Konut piyasası durgunluğunda inşaat sektörü ellerinde birikmiş olan konutları paraya çevirmek için fiyatları makul seviyede tutarken, bir anda açıklanan konut kredilerindeki indirim sonrasında talep artacağı için bu defa otomatikman fiyatları yukarı çekmektedir. Aşağıda Merkez Bankası Baş Ekonomistlerinden olan Prof. Hakan Kara’nın ekonomi alanında veri olarak kullanılabilecek çarpıcı grafiğini incelemenizi öneririm…

Burada da kritik sorular şunlar: 

-Acaba alınan düşük faizli kredi kararı sadece halkın yararı gözetilerek mi alındı, kararda politik saikler hiç mi yok?

-İnşaat ekonomisine dayalı bir politika yürüten iktidar siyaseti, müteahhitlerinin kaybını ortadan kaldırmak ve onların kazanmasına yönelik kararlar almak için o adımları atmıyor mu?
____
▸ **Görev 1**
Kayıtlarda "background" dizesini içeren bütün satırları listeleyin. Büyük ve küçük harf ayrımı dikkate alınmalıdır.
____
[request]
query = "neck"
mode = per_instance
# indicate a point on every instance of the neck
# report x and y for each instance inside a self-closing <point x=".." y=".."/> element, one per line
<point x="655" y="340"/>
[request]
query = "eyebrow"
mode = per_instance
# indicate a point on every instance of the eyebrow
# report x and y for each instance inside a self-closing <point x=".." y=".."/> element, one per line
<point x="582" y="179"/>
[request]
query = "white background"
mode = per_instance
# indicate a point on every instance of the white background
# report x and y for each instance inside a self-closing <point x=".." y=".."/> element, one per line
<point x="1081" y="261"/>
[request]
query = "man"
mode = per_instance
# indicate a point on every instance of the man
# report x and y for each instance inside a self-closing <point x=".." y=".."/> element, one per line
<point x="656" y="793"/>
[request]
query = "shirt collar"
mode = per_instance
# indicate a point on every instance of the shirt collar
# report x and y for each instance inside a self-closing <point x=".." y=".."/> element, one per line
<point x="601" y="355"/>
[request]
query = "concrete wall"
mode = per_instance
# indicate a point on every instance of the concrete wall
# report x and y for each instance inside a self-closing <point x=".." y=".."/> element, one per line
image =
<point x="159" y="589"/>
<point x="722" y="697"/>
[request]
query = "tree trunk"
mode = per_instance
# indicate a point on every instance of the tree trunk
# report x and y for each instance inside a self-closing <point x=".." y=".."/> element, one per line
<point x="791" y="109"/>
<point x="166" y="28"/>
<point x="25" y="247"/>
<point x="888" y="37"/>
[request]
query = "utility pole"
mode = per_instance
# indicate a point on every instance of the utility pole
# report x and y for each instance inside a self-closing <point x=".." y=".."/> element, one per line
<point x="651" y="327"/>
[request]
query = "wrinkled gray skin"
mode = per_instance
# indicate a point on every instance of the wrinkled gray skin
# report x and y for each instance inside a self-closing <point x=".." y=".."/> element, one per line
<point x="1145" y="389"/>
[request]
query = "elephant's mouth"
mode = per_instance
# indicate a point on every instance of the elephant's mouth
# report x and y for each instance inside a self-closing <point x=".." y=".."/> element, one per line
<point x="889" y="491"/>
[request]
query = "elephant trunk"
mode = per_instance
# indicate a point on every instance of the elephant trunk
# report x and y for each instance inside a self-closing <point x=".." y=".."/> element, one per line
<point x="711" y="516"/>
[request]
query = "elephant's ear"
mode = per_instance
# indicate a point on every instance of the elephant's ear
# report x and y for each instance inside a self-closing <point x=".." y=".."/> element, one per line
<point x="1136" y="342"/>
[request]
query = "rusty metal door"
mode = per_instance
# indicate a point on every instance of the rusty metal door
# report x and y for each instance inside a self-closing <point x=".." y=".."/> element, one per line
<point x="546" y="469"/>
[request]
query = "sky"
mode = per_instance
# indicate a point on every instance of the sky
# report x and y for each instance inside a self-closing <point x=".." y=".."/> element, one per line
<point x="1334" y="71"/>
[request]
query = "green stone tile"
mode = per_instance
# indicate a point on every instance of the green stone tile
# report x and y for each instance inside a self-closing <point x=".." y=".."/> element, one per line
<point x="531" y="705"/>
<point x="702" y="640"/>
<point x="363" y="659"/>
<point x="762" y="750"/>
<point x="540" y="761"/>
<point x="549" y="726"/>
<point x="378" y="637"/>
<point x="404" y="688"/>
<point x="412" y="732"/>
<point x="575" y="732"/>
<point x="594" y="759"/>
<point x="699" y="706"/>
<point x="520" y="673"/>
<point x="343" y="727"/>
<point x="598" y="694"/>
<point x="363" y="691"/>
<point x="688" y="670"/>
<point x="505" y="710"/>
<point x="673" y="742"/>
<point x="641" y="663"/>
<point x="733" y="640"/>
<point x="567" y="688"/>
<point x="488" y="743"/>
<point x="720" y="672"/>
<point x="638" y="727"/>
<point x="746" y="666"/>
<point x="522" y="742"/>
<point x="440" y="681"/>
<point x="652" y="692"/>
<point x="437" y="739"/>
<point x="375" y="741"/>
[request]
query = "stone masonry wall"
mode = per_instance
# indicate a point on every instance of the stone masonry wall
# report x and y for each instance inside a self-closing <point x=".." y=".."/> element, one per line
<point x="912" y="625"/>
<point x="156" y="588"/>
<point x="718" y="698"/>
____
▸ **Görev 2**
Alıntıya göre aşağıdaki soruları yanıtlayın.
(a) Konut kredilerindeki indirimin ardından inşaat sektörü fiyatlara ne yapmaktadır?
(b) İncelenmesi önerilen grafik kime aittir ve bu kişinin görevi nedir?
(c) İkinci kritik soruda iktidar siyasetinin nasıl bir politika yürüttüğü belirtilmektedir?

▸ **Çözüm 1**
query = "white background"
# indicate a point on every instance of the white background

▸ **Çözüm 2**
(a) Talep artacağı için fiyatları otomatikman yukarı çekmektedir.
(b) Grafik, Merkez Bankası Baş Ekonomistlerinden Prof. Hakan Kara'ya aittir.
(c) İnşaat ekonomisine dayalı bir politika yürüttüğü belirtilmektedir.